■ **EXERCISE TASK 1**: Count the lines in the records that contain the string "seat", treating case as significant, and give only that number.

■ **TEXT PASSAGE**:

The fuel passages 8 and 9 terminate in the seat surface of the port 20, as
later described in detail, and are located so that when the valve element
22 is in closed relation with the port 20 the end of the fuel passages 8
and 9 are also closed by the valve element.
The solenoid type valve actuator 25 has an electro-magnet coil 26, and an
armature 27 which is coupled to the rod 24. The armature 27 is loaded by
springs 28 in the upward direction, as seen in the drawing, so as to
normally hold the valve element 22 so the port 20 is closed. Energising of
the coil 26 by an electric current causes the armature 27 to move
downwardly as viewed in the drawing, and hence displace the valve element
22 and open the port 20.
The air compressor 30 is connected by the conduit 31 to the air passage 13.
The conduit 31 and hence the air on the delivery side of the compressor 30
is in communication with the referencing regulator 34.
The compressor 30 may have its own air pressure regulator to control the
basic supply pressure relative to atmospheric conditions, but this is not
essential to the function of the metering system of the present invention,
and is therefore not further discussed here. Additionally the air
compressor could be replaced by an alternative compressed gas source, and
this may be practical where that alternative gas source is more convenient
for other purposes.
The referencing pressure regulator 34 acts in a manner whereby the pressure
difference between conduits 35 and 37 is maintained essentially constant.

■ **TASK INPUTS**:
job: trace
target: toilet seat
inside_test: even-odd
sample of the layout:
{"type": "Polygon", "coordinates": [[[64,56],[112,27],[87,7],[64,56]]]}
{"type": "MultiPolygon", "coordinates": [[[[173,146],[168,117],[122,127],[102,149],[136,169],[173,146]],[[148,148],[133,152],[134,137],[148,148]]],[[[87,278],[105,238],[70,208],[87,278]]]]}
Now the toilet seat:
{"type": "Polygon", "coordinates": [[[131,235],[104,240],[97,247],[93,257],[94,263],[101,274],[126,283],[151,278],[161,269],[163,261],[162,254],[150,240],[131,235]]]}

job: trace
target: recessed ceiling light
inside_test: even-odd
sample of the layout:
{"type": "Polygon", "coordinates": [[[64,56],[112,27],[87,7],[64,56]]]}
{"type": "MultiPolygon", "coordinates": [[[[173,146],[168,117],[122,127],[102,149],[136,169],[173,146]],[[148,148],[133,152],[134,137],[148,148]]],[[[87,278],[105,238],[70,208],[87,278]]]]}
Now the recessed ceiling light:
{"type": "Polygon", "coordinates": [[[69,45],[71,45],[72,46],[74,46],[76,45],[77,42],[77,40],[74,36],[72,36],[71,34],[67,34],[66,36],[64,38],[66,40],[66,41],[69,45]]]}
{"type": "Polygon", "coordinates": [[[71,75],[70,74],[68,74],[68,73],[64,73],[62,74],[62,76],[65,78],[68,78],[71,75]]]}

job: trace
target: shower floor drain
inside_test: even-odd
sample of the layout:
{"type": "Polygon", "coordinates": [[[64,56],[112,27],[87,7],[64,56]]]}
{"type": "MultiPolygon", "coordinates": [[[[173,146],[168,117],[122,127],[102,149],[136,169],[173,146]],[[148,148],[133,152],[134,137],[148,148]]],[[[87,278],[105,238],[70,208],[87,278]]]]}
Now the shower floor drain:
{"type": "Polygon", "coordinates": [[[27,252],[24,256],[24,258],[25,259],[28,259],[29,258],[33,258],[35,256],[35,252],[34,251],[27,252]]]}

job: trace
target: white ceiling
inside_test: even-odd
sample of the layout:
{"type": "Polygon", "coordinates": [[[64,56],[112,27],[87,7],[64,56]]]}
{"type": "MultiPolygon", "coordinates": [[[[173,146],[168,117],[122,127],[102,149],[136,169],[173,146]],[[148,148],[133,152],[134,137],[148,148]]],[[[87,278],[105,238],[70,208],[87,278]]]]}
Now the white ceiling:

■ **EXERCISE TASK 2**: Copy the fuel metering passage from "The fuel passages 8 and" through "the valve element.", putting "closure member" wherever "valve element" appears.

■ **WRITTEN REPLY 1**: 2

■ **WRITTEN REPLY 2**:
The fuel passages 8 and 9 terminate in the seat surface of the port 20, as
later described in detail, and are located so that when the closure member
22 is in closed relation with the port 20 the end of the fuel passages 8
and 9 are also closed by the closure member.